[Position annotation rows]

══════════

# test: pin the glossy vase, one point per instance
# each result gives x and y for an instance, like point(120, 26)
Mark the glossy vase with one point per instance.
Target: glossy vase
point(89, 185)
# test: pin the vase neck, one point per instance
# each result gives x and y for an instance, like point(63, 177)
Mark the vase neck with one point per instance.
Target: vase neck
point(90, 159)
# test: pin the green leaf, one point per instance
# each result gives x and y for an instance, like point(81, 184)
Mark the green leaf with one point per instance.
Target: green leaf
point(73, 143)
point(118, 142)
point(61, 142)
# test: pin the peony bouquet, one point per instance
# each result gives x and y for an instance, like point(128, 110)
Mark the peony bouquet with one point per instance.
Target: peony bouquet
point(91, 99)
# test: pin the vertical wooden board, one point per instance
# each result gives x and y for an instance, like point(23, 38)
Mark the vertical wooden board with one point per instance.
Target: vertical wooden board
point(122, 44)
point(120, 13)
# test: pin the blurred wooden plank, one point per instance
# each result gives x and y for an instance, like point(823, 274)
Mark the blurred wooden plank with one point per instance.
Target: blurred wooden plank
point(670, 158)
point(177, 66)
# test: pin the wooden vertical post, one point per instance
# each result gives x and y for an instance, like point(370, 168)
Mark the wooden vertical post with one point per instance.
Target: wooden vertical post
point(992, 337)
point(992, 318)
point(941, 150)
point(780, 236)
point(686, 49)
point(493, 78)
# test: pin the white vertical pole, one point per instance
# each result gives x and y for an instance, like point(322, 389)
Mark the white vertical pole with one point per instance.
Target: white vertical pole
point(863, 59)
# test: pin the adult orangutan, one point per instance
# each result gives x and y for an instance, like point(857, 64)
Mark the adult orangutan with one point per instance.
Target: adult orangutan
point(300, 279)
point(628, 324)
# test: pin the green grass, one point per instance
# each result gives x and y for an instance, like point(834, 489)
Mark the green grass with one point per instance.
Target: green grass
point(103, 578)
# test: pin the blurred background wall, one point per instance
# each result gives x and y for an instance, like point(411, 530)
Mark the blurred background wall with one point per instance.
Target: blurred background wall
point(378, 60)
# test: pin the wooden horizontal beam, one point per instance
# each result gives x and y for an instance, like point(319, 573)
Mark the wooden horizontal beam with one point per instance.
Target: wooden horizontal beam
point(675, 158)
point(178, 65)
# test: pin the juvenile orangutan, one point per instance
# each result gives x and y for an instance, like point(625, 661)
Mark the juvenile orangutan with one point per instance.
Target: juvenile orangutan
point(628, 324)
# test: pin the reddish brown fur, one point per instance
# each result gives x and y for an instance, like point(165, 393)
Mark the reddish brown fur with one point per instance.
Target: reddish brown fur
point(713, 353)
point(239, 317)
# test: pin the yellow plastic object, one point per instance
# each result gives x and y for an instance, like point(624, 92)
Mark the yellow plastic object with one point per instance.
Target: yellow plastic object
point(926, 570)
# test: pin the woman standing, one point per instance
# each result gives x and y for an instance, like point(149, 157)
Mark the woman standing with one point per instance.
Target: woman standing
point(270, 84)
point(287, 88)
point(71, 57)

══════════

PROBLEM REQUIREMENTS: Arrange every line of the rows above as a Markdown table with two columns, "No" and "Line". Number the lines in order and leave out blank lines.

EXERCISE ANSWER:
| No | Line |
|---|---|
| 1 | # test: pin the glossy vase, one point per instance |
| 2 | # each result gives x and y for an instance, like point(120, 26) |
| 3 | Mark the glossy vase with one point per instance. |
| 4 | Target: glossy vase |
| 5 | point(89, 185) |
| 6 | # test: pin the vase neck, one point per instance |
| 7 | # each result gives x and y for an instance, like point(63, 177) |
| 8 | Mark the vase neck with one point per instance. |
| 9 | Target: vase neck |
| 10 | point(90, 159) |
| 11 | # test: pin the green leaf, one point per instance |
| 12 | # each result gives x and y for an instance, like point(81, 184) |
| 13 | Mark the green leaf with one point per instance. |
| 14 | Target: green leaf |
| 15 | point(73, 143) |
| 16 | point(118, 142) |
| 17 | point(61, 142) |
| 18 | # test: pin the peony bouquet, one point per instance |
| 19 | # each result gives x and y for an instance, like point(128, 110) |
| 20 | Mark the peony bouquet with one point per instance. |
| 21 | Target: peony bouquet |
| 22 | point(91, 99) |
| 23 | # test: pin the vertical wooden board, one point per instance |
| 24 | # each result gives x and y for an instance, like point(23, 38) |
| 25 | Mark the vertical wooden board with one point per instance. |
| 26 | Target: vertical wooden board |
| 27 | point(122, 44) |
| 28 | point(120, 13) |
| 29 | # test: pin the blurred wooden plank, one point per instance |
| 30 | # each result gives x and y for an instance, like point(823, 274) |
| 31 | Mark the blurred wooden plank with one point per instance. |
| 32 | Target: blurred wooden plank |
| 33 | point(670, 158) |
| 34 | point(177, 66) |
| 35 | # test: pin the wooden vertical post, one point per instance |
| 36 | # each result gives x and y for an instance, like point(370, 168) |
| 37 | Mark the wooden vertical post with one point per instance. |
| 38 | Target: wooden vertical post |
| 39 | point(992, 337) |
| 40 | point(992, 318) |
| 41 | point(941, 150) |
| 42 | point(780, 236) |
| 43 | point(686, 49) |
| 44 | point(493, 78) |
| 45 | # test: pin the white vertical pole, one point per instance |
| 46 | # each result gives x and y for an instance, like point(322, 389) |
| 47 | Mark the white vertical pole with one point per instance. |
| 48 | Target: white vertical pole |
| 49 | point(863, 59) |
| 50 | # test: pin the adult orangutan, one point per instance |
| 51 | # each result gives x and y for an instance, like point(857, 64) |
| 52 | Mark the adult orangutan with one point per instance. |
| 53 | Target: adult orangutan |
| 54 | point(300, 279) |
| 55 | point(628, 324) |
| 56 | # test: pin the green grass, one point per instance |
| 57 | # each result gives x and y for an instance, like point(834, 489) |
| 58 | Mark the green grass with one point per instance. |
| 59 | Target: green grass |
| 60 | point(103, 578) |
| 61 | # test: pin the blurred background wall, one point per instance |
| 62 | # each result gives x and y for an instance, like point(411, 530) |
| 63 | Mark the blurred background wall with one point per instance. |
| 64 | Target: blurred background wall |
| 65 | point(378, 60) |
| 66 | # test: pin the wooden horizontal beam, one point per instance |
| 67 | # each result gives x and y for an instance, like point(319, 573) |
| 68 | Mark the wooden horizontal beam with one point per instance. |
| 69 | Target: wooden horizontal beam |
| 70 | point(675, 158) |
| 71 | point(178, 65) |
| 72 | # test: pin the juvenile orangutan, one point per instance |
| 73 | # each result gives x and y for an instance, like point(625, 661) |
| 74 | Mark the juvenile orangutan with one point per instance. |
| 75 | Target: juvenile orangutan |
| 76 | point(628, 324) |
| 77 | # test: pin the reddish brown fur, one point per instance |
| 78 | # each result gives x and y for an instance, like point(165, 393) |
| 79 | Mark the reddish brown fur with one point per instance. |
| 80 | Target: reddish brown fur |
| 81 | point(713, 353) |
| 82 | point(239, 317) |
| 83 | # test: pin the yellow plastic object, one point per instance |
| 84 | # each result gives x and y for an instance, like point(624, 92) |
| 85 | Mark the yellow plastic object with one point per instance. |
| 86 | Target: yellow plastic object |
| 87 | point(926, 570) |
| 88 | # test: pin the woman standing, one point per instance |
| 89 | # each result gives x and y for an instance, like point(149, 157) |
| 90 | Mark the woman standing with one point per instance. |
| 91 | Target: woman standing |
| 92 | point(270, 84) |
| 93 | point(287, 88) |
| 94 | point(71, 57) |